Oh I'm pretty sure that the advertisers have been aware of this issue for quite some time and may be part of the reason that Lifetime was spinning the issue the way they were. If I was advertising with Lifetime I would tell them that they either have to lower my rates for advertising with them since they have just cost me 12 million potential viewers of my ads or I'm taking my business elsewhere.


----------



## Link (Feb 2, 2004)

After everything that has happened, I am not surprised Lifetime won't be returning. I would think Lifetime would be concerned about not being on the lineup of the 12 million subscribers Dish has.

I assume Dish Network has reviewed its customer cancellations this past month to see how much affect losing Lifetime has had. I would guess not much affect on things.


----------



## Nick (Apr 23, 2002)

dave1234 said:


> I'm a little dense, could someone please explain how losing the entire Dish revenue stream is better than the 2005 income from Dish? Wouldn't that "cripple" Lifetime even more?


Agreed, but the greatest loss to Lifetime Networks is advertising revenue. Losing (not loosing) 12M subscribers in one swell foop translates into an instant and precipitous drop in Nielson numbers, thus, rates charged to their advertisers.

If/when the Lifetime geniuses do come crawling back to the bargaining table, pressure from their advertisers will be the underlying motivation.


----------



## Richard King (Mar 25, 2002)

And.... as time goes on the value of Lifetime to Dish shrinks each and every day. Those customers who "have to" have Lifetime have probably made the switch to other suppliers. Those who remain don't see superior value in Lifetime over other channels. Charlie mentioned that in his press conference at CES. Dish now needs to handle Lifetime as it would any "NEW", startup, channel coming to the service, not the old, established channel that it was in the past.


----------



## Dax (May 15, 2004)

I don't think I've ever watched anything on Lifetime Movie Network, and rarely watched Lifetime, but I'd rather have the channels than not have them. The temporary replacements of ELOVE and WE are of no advantage to those of us with AT180.

- **TASK 1**:
In the Lifetime thread, transcribe everything from "## Link (Feb" down to "subscribers Dish has.".
- **TASK 2**:
Translate this sentence from the Lifetime thread into Spanish: "Those who remain don't see superior value in Lifetime over other channels."
- **TASK 3**:
According to the Lifetime thread, why is advertising revenue Lifetime's greatest loss from being dropped by Dish?

- **AVAILABLE DATA**:

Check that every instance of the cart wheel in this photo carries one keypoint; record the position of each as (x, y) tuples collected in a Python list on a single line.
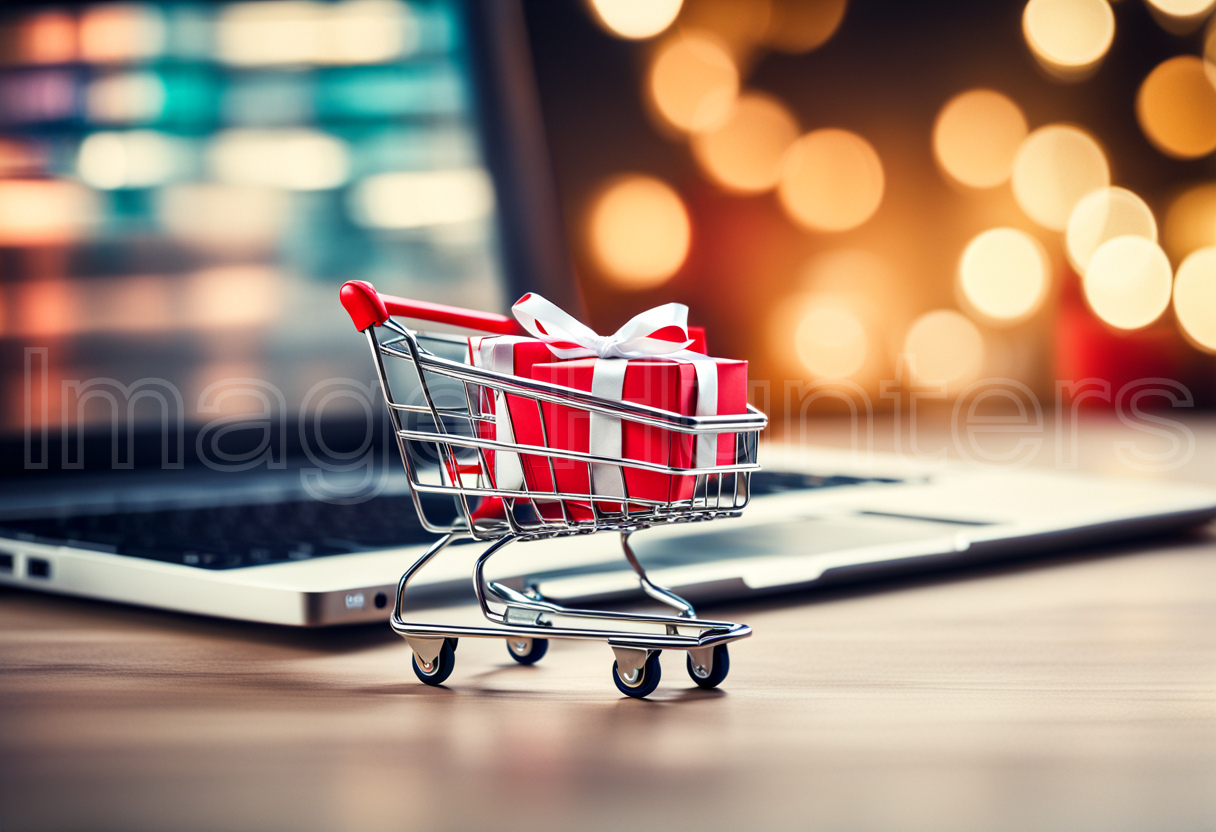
[(715, 676), (643, 681), (437, 672), (527, 651)]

- **EXERCISE RESULT 1**:
## Link (Feb 2, 2004)

After everything that has happened, I am not surprised Lifetime won't be returning. I would think Lifetime would be concerned about not being on the lineup of the 12 million subscribers Dish has.

- **EXERCISE RESULT 2**:
Quienes se quedan no ven un valor superior en Lifetime frente a otros canales.

- **EXERCISE RESULT 3**:
Losing 12 million subscribers at once causes an instant, steep drop in Lifetime's ratings numbers. That in turn drives down the rates Lifetime can charge its advertisers.